(Problem to solve): Only the lines from the line holding "marking on tail" to the last line should be output, each exactly as given.

+++ Data provided +++

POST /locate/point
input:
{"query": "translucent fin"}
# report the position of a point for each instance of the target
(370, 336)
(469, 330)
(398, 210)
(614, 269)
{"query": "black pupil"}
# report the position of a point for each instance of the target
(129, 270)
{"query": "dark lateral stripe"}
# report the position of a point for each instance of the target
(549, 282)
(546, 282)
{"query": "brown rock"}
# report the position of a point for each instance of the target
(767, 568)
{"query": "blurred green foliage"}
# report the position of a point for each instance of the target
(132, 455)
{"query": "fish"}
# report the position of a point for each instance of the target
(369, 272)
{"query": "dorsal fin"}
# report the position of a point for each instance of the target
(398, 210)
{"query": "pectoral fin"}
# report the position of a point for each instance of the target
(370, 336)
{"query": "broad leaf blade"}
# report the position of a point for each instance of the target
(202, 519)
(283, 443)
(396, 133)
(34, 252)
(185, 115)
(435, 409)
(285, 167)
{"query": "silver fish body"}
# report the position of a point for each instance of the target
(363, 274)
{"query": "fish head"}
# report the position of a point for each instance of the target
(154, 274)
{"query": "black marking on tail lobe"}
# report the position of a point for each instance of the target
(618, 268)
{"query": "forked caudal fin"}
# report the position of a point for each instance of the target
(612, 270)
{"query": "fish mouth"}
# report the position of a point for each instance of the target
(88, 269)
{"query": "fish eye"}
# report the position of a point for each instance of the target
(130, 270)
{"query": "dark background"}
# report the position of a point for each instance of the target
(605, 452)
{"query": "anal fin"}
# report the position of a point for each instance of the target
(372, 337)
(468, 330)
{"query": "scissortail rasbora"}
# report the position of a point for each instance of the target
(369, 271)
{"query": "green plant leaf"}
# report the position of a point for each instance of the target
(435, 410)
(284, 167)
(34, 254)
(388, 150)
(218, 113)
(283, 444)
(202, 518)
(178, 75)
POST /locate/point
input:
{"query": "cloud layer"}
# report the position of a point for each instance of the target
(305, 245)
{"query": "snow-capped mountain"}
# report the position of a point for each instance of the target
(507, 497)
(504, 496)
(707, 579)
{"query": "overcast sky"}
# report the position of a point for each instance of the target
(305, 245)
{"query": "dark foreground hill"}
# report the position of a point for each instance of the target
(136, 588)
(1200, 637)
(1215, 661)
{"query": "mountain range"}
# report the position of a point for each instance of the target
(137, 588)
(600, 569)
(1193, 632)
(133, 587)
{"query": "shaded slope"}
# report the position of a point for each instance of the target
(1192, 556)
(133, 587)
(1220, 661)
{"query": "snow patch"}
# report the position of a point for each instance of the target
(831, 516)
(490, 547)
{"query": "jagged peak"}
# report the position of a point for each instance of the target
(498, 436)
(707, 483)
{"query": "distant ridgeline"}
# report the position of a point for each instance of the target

+++

(Task solution):
{"query": "black marking on tail lobe"}
# report the position of a point for each instance of the target
(618, 268)
{"query": "forked caudal fin"}
# report the position of a point for each instance of the target
(612, 270)
{"query": "fish mouth"}
# report the position of a point for each instance of the target
(88, 269)
{"query": "fish eye"}
# report the position of a point for each instance of the target
(130, 270)
{"query": "dark background"}
# report the position of a point for each instance of the target
(605, 452)
{"query": "anal fin"}
# report the position of a point for each instance of the target
(372, 337)
(468, 330)
{"query": "scissortail rasbora"}
# report the position of a point for each instance of the target
(369, 271)
{"query": "green plant leaf"}
# report the position of a point for each instance of the target
(435, 410)
(284, 167)
(34, 254)
(388, 150)
(218, 113)
(283, 444)
(202, 518)
(178, 75)
POST /locate/point
input:
{"query": "cloud layer"}
# report the position of a point for each instance of the target
(305, 245)
{"query": "snow-capped mountain"}
# report the position of a point for each instance of the target
(507, 497)
(504, 496)
(707, 579)
{"query": "overcast sky"}
# report the position of a point for each instance of the target
(305, 245)
{"query": "dark foreground hill"}
# report the position of a point for each instance of the target
(136, 588)
(1200, 637)
(1215, 661)
{"query": "mountain range"}
# report the position of a point for each instance of the target
(137, 588)
(600, 569)
(1193, 632)
(133, 587)
{"query": "shaded slope"}
# report the position of a point for each instance of the target
(1192, 556)
(133, 587)
(1220, 661)
{"query": "snow patch"}
# report the position of a point for each instance of the target
(831, 516)
(490, 547)
{"query": "jagged peak"}
# report the position of a point for each instance of the target
(498, 436)
(707, 483)
{"query": "distant ridgeline"}
# report the position of a point for each instance of the target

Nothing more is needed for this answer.